*Task brief*.
Please copy the interview transcript word for word, starting at "CHRISTIE: Nora, thanks" and ending at "think this is?".

*Page excerpt*.
● ● ● ● ● ● ●

O'DONNELL: We'll hear more from Bob's interview Secretary Panetta later in the broadcast. We'll be right back.

O'DONNELL: Last week, New Jersey governor, a Republican, won a big victory in the very blue state of New Jersey. In fact, it was the largest margin of victory by any Republican in the Garden State in 30 years. And now the governor may have his sights set on higher office. Governor Christie, good to see you. Thank you for joining us.

CHRISTIE: Nora, thanks for having me.

O'DONNELL: I want to talk politics in just a minute. But first, I want to get your take on the headlines this morning on Iran. A deal to freeze Iran's nuclear program has fallen apart. How big of a setback do you think this is?

CHRISTIE: Nora, listen, you know, I'm the governor of New Jersey. And I think a lot of people you could have -- and probably will -- on the program -- who are significantly better briefed on this than I am. And I think when -- when guys like me start to shoot off on opinions about this kind of stuff, it's really ill-advised. So I'll leave it to Secretary Kerry and the folks that are in charge of this to make decisions about where we go. And then once they put something together, if they do, then I'll make a judgment on that. But it's -- it's just -- I'm not the right person to be asking that question to, with all due respect.

● ● ● ● ● ● ●

[Referring-expression pointing data]
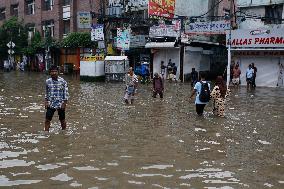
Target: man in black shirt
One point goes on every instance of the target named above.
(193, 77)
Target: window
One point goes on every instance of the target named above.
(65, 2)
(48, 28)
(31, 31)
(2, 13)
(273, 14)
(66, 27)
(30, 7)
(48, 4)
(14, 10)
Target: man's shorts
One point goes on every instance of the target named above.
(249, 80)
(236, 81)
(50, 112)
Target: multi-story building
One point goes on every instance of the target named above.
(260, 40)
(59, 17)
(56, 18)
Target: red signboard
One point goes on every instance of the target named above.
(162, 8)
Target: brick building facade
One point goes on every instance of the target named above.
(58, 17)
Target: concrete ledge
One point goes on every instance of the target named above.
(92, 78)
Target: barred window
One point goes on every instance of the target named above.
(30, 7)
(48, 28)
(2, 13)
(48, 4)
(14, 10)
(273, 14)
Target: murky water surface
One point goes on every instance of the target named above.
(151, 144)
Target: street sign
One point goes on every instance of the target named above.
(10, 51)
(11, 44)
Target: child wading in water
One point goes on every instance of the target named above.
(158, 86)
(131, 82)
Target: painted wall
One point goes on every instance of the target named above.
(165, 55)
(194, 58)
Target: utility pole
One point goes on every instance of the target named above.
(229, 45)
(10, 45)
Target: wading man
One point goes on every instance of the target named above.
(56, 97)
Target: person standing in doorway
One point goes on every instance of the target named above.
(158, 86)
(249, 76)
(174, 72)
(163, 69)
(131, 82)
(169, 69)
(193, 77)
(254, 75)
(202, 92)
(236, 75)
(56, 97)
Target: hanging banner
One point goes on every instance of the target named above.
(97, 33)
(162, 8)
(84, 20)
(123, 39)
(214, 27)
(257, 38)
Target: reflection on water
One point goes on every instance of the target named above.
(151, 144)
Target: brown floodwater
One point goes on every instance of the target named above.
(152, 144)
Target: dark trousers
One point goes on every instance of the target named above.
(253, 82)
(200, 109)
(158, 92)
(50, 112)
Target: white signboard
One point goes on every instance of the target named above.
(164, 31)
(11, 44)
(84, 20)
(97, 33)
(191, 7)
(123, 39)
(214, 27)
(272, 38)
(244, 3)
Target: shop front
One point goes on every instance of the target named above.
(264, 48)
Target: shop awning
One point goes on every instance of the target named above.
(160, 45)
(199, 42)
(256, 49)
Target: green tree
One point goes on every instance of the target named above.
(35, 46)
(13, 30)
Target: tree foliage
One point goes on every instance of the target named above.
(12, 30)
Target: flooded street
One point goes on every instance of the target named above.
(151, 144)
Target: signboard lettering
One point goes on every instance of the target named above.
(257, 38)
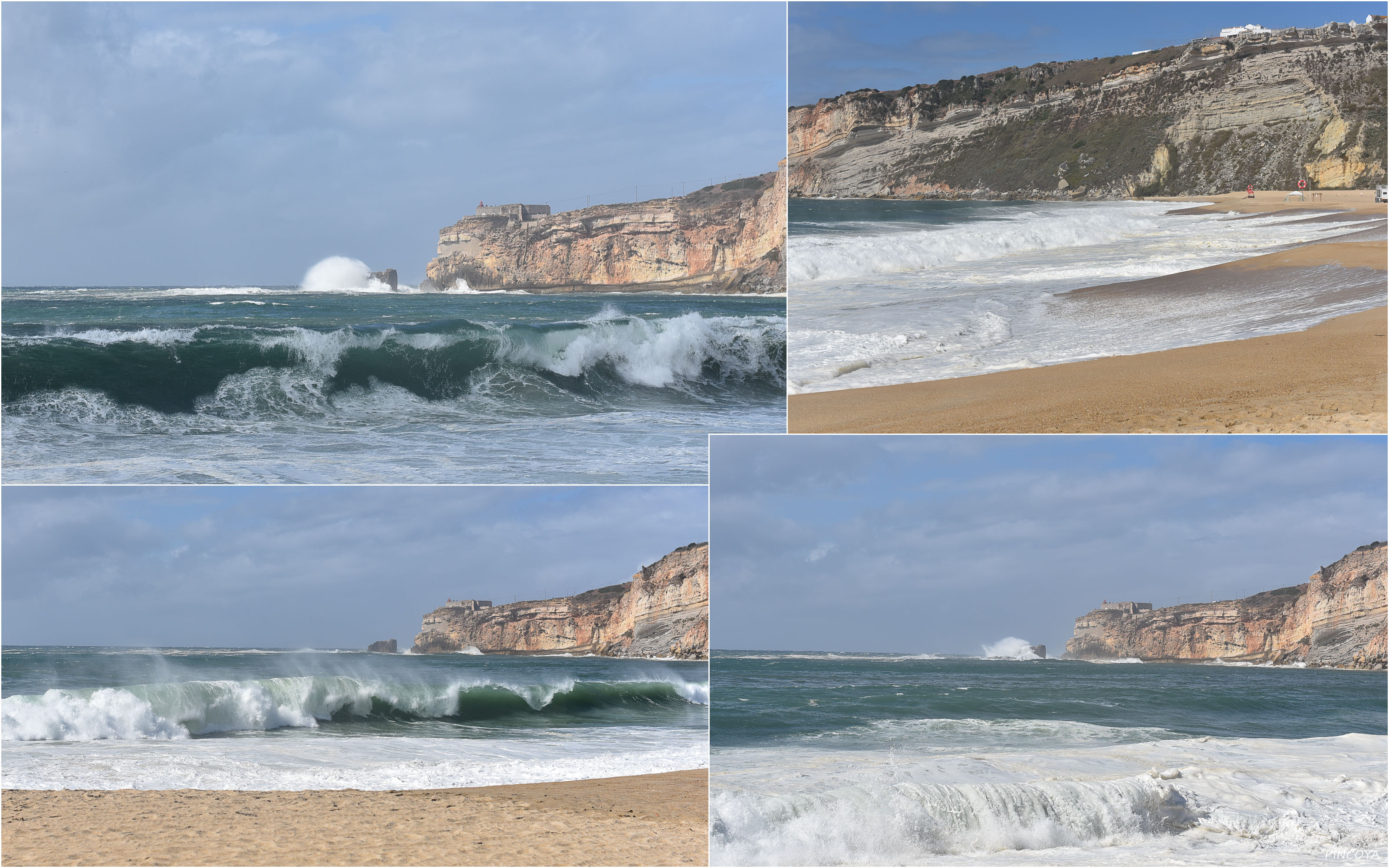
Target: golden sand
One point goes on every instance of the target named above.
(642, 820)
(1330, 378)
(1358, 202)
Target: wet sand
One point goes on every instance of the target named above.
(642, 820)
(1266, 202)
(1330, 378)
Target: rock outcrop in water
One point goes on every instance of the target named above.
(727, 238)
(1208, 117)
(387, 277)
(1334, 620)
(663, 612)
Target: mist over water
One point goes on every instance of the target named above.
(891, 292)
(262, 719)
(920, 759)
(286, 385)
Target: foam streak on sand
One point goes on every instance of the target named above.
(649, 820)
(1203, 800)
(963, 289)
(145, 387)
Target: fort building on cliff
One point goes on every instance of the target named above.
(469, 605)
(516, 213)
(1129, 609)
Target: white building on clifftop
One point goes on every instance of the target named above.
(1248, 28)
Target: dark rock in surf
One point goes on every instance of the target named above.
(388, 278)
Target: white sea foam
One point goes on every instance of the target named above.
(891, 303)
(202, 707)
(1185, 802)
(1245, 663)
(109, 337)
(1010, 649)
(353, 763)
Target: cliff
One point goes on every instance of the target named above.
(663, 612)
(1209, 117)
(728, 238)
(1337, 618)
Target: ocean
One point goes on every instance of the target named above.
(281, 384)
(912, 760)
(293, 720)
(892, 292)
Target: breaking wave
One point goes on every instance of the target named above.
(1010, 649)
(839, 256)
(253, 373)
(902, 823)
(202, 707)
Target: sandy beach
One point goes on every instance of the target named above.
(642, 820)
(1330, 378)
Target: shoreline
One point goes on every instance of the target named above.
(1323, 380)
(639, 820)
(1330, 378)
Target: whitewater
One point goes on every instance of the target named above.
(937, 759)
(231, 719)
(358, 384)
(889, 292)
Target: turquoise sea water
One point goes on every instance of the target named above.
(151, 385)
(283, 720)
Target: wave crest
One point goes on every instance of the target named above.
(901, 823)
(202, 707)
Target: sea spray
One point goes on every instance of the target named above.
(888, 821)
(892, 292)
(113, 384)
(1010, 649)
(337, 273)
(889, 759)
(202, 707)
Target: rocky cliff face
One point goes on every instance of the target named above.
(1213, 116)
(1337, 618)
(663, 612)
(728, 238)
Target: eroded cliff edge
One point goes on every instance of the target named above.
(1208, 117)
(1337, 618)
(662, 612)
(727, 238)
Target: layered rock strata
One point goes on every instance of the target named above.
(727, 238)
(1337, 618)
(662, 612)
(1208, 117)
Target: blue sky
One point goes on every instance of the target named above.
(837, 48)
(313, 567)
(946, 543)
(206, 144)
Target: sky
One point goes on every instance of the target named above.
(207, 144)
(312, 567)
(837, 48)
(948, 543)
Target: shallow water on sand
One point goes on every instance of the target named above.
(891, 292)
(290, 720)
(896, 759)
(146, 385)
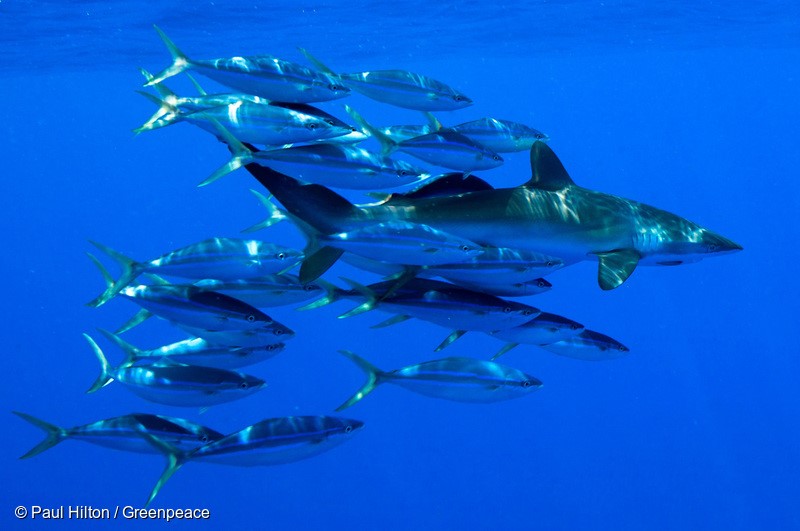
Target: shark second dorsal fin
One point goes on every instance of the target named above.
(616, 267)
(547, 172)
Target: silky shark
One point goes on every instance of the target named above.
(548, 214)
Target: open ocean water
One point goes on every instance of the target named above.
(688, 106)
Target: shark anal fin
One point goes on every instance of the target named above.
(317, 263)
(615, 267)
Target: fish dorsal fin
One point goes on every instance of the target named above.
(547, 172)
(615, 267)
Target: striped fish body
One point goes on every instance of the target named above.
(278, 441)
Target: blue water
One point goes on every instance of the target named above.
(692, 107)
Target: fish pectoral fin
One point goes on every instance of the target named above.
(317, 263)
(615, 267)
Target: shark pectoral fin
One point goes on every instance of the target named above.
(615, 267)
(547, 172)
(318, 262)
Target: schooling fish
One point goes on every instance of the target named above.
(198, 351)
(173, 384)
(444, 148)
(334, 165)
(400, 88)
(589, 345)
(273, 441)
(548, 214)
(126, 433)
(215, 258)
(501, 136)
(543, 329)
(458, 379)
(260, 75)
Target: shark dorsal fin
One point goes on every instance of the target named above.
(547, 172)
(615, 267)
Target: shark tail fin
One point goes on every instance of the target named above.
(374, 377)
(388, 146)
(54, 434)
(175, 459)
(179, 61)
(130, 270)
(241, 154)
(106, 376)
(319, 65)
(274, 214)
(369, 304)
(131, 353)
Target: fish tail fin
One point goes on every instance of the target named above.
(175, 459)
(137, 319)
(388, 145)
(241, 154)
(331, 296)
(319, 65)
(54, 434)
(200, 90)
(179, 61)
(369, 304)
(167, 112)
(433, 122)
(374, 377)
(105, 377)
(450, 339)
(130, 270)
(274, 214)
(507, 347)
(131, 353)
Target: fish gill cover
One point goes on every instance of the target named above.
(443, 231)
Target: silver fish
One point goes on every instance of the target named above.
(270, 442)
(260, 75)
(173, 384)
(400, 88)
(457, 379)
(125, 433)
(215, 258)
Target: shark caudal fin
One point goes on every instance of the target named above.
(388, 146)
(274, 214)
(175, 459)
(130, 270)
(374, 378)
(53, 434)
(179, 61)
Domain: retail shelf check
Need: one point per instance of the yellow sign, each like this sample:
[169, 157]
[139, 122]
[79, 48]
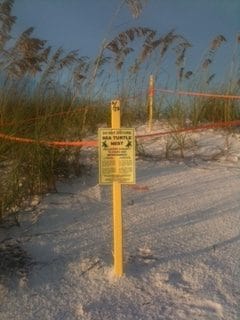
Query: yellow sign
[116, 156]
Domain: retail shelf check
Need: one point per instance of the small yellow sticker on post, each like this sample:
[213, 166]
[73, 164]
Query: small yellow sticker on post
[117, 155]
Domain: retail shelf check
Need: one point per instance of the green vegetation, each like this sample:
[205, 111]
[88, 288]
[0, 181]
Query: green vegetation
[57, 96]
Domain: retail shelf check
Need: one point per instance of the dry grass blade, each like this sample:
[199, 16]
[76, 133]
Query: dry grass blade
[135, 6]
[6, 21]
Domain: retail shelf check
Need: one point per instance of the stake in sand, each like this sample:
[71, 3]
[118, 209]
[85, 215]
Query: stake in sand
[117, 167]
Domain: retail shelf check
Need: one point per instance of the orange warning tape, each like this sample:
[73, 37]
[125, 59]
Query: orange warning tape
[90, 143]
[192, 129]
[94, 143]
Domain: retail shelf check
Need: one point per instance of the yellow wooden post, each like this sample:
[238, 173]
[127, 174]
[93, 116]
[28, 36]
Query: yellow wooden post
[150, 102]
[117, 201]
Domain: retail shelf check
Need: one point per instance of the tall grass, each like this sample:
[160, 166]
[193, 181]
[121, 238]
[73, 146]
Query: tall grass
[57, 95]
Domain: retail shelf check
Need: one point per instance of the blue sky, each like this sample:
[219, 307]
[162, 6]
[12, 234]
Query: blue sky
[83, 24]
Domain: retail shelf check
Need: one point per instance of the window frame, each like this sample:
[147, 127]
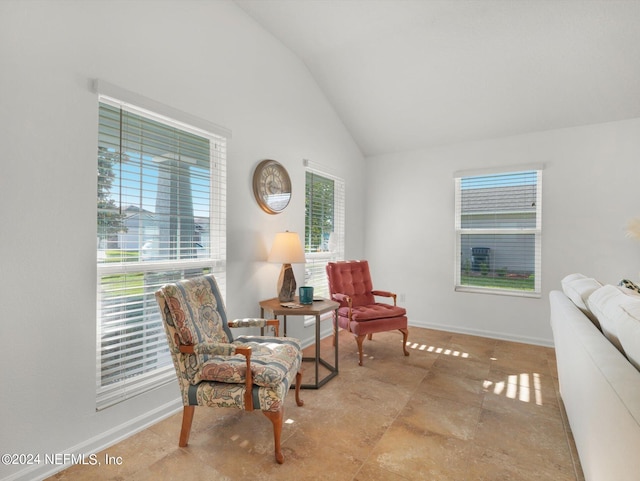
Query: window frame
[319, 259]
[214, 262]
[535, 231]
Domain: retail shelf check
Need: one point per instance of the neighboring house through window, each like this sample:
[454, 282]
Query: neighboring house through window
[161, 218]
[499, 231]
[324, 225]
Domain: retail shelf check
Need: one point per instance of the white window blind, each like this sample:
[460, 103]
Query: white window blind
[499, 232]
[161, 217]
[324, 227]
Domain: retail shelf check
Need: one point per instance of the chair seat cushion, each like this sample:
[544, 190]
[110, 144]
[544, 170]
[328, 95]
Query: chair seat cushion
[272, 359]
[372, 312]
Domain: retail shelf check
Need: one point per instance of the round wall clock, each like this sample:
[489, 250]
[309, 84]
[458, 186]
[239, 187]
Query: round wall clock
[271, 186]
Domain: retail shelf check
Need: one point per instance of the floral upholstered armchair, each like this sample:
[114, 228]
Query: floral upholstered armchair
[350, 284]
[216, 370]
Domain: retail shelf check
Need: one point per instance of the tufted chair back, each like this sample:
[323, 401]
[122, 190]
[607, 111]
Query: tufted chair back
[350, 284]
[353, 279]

● ● ● ● ● ● ●

*Result*.
CHRISTIE: Nora, thanks for having me.

O'DONNELL: I want to talk politics in just a minute. But first, I want to get your take on the headlines this morning on Iran. A deal to freeze Iran's nuclear program has fallen apart. How big of a setback do you think this is?